Problem to work on ▸
Check the listing below for lines with the word "Target" and say how many there are, with nothing but the number.
BEGIN
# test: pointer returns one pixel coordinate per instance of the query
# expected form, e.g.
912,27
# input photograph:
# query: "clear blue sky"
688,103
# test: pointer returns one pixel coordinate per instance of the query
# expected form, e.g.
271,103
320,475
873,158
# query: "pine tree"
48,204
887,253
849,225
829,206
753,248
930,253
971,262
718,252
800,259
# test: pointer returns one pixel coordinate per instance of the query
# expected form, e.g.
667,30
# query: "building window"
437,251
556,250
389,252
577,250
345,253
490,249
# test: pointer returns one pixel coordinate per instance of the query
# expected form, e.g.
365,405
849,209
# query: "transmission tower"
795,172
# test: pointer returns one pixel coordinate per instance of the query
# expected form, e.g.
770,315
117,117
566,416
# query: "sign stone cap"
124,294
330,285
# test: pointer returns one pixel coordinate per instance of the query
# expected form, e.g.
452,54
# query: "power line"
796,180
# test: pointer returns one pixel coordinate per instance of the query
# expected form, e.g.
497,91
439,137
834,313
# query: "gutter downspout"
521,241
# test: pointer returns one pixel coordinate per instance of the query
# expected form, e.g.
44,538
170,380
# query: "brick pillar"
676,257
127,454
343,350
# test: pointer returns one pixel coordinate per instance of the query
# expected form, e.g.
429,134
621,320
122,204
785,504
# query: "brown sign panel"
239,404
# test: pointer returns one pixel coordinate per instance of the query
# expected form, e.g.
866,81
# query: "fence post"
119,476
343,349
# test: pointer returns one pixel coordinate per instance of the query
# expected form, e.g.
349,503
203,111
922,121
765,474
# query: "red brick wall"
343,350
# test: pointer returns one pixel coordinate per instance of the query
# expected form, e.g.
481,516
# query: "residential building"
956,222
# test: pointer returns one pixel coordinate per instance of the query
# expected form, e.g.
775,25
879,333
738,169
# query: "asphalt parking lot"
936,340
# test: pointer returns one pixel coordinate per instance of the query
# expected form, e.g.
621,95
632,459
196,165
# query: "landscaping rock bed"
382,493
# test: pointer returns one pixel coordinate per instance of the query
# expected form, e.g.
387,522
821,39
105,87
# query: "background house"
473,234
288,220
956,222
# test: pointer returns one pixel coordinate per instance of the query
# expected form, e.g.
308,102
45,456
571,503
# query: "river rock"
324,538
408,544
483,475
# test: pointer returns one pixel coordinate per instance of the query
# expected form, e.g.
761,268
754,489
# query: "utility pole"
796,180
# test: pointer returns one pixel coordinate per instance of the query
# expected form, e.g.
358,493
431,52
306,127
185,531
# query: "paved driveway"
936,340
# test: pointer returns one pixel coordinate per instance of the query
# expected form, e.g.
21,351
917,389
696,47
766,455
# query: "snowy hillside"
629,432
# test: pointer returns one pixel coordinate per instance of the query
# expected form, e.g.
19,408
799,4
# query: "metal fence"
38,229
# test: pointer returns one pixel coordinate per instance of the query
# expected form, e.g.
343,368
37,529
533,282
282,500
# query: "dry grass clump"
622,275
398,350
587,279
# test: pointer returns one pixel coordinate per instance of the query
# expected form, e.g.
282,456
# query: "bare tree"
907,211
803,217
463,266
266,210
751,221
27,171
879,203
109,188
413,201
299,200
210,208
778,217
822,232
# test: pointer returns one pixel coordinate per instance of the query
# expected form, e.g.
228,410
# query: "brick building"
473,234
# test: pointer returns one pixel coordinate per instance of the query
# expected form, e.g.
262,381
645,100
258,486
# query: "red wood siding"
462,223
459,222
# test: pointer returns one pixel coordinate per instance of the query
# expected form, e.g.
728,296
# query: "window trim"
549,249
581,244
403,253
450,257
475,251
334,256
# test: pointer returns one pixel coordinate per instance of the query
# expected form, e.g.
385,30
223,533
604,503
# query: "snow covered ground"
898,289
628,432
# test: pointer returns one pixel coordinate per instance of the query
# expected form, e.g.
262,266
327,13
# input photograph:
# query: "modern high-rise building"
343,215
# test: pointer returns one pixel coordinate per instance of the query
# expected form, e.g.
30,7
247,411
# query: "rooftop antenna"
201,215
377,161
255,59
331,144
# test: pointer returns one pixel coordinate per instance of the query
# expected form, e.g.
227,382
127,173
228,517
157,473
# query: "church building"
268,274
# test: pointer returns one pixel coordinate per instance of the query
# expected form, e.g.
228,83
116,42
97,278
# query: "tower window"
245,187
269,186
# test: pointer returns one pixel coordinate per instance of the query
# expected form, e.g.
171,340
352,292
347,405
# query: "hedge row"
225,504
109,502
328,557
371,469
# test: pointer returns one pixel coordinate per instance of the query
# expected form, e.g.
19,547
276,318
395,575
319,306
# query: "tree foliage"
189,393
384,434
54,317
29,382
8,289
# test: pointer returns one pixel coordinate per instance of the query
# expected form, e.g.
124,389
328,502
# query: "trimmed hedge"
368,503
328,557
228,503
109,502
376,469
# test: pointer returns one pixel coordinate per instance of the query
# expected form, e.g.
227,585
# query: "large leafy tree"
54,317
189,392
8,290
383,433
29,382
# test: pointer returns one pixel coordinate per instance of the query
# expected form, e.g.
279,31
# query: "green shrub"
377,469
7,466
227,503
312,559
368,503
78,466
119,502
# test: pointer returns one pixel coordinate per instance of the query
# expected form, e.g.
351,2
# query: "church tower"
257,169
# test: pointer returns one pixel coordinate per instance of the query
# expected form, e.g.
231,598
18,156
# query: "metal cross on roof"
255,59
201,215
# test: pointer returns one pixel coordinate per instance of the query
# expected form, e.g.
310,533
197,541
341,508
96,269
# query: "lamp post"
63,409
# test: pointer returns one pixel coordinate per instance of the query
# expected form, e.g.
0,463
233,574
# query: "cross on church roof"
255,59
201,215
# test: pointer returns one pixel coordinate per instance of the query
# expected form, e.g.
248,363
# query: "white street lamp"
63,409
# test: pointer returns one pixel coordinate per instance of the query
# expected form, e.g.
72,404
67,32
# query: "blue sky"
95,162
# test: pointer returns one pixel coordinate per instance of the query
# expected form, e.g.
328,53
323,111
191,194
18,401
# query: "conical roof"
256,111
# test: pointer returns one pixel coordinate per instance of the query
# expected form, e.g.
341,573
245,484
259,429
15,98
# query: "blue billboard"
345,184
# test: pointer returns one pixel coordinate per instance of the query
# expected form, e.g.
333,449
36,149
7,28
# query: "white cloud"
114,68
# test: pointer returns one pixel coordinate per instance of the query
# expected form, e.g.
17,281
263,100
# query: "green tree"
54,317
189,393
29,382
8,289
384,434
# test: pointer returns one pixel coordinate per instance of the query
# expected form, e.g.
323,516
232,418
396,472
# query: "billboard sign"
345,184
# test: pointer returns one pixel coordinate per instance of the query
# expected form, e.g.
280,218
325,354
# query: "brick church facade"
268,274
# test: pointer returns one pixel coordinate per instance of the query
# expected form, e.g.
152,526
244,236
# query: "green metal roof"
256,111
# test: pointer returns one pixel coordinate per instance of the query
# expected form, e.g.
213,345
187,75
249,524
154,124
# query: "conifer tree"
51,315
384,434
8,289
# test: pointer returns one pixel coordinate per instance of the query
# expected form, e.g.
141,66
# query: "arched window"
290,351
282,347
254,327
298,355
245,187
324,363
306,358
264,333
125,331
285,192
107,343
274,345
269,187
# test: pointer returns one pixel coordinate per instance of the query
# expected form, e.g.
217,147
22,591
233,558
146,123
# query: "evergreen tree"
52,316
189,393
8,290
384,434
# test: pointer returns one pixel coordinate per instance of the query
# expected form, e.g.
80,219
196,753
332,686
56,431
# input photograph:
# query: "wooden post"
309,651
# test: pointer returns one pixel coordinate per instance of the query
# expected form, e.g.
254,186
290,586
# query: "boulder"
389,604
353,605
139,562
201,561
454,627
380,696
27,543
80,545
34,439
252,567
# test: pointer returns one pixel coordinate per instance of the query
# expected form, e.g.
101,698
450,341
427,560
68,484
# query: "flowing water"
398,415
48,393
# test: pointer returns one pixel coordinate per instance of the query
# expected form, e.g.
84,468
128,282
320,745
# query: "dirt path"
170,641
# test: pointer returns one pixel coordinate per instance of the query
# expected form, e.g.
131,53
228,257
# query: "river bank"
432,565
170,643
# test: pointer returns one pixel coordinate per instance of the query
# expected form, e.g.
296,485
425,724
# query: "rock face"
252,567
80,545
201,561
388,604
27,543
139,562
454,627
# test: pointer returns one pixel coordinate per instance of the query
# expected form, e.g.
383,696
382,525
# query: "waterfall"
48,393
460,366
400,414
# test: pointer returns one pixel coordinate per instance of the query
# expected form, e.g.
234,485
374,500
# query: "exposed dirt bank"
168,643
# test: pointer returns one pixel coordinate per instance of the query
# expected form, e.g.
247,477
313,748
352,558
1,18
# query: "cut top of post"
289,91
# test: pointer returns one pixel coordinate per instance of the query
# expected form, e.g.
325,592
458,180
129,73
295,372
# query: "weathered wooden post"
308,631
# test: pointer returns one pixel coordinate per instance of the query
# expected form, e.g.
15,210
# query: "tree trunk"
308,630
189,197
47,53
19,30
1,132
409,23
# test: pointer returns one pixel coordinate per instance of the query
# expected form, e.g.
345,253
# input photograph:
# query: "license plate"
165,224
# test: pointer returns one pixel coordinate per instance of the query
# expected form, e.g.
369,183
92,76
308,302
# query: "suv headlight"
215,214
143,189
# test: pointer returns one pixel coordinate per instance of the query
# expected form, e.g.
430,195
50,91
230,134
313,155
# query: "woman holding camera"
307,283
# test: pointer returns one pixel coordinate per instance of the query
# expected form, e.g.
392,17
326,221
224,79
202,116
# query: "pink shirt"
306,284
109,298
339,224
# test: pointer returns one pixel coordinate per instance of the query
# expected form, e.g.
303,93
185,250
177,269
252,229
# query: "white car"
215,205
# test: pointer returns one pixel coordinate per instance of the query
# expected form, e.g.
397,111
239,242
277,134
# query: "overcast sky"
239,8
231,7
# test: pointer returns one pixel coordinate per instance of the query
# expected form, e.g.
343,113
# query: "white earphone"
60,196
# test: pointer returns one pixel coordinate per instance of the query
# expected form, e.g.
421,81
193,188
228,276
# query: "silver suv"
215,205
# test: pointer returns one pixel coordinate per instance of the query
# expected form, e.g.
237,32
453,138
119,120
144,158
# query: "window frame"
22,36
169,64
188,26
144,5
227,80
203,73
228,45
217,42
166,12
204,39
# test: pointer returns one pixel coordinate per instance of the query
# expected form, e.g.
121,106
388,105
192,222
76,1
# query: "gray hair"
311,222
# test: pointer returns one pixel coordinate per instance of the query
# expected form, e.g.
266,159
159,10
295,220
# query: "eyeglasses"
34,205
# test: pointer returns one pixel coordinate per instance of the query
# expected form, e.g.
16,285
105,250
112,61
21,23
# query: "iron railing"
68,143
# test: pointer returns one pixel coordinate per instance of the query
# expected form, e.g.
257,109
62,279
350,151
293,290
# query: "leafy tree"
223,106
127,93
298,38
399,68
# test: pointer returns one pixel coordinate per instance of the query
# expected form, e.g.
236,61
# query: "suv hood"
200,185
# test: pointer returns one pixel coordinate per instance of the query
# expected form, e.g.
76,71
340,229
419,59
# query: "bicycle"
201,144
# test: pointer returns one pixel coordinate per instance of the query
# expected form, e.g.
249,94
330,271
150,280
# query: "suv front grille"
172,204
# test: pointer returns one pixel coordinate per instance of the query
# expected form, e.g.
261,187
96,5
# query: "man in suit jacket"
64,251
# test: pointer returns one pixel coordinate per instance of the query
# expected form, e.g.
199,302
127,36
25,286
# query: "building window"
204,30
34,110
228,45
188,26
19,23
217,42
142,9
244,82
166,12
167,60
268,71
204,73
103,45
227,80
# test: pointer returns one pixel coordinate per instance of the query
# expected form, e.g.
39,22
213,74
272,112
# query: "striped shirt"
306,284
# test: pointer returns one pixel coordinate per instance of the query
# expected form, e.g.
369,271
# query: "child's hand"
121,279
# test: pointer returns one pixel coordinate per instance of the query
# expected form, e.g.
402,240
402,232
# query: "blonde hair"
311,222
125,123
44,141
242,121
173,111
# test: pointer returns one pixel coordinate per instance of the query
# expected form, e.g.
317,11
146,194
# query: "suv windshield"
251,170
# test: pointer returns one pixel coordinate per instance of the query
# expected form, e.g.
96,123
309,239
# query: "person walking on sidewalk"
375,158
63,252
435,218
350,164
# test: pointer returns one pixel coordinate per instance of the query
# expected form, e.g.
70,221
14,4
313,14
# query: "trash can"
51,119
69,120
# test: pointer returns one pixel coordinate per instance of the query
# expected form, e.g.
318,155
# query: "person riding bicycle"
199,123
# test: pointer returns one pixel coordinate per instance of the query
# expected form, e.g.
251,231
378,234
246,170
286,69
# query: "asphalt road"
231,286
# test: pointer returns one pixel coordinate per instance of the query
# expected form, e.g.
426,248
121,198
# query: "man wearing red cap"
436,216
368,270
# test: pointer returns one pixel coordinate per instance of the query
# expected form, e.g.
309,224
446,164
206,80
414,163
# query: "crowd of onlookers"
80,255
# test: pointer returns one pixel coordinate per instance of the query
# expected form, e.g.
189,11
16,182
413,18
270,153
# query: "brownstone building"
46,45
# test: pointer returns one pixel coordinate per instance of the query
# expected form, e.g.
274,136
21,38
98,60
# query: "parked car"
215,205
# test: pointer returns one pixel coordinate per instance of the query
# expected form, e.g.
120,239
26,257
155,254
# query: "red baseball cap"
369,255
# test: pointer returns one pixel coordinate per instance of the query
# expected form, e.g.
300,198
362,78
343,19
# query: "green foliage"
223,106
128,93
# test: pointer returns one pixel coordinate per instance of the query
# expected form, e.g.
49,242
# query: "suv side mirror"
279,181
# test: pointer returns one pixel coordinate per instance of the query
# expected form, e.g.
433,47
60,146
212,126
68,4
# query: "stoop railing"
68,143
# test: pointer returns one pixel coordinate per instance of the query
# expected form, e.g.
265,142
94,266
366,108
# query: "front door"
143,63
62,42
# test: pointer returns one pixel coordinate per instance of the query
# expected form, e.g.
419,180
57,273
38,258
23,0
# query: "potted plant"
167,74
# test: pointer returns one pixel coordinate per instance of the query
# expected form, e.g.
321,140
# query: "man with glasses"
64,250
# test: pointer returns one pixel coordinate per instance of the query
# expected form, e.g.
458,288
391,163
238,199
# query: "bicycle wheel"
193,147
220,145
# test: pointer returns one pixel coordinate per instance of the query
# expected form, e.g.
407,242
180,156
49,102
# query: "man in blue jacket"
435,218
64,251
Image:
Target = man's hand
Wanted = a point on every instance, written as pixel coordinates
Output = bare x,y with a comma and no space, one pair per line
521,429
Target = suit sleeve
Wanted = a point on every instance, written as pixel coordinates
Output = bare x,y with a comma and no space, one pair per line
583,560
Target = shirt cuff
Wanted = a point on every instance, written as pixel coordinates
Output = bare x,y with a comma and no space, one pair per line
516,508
END
Reply ▸
3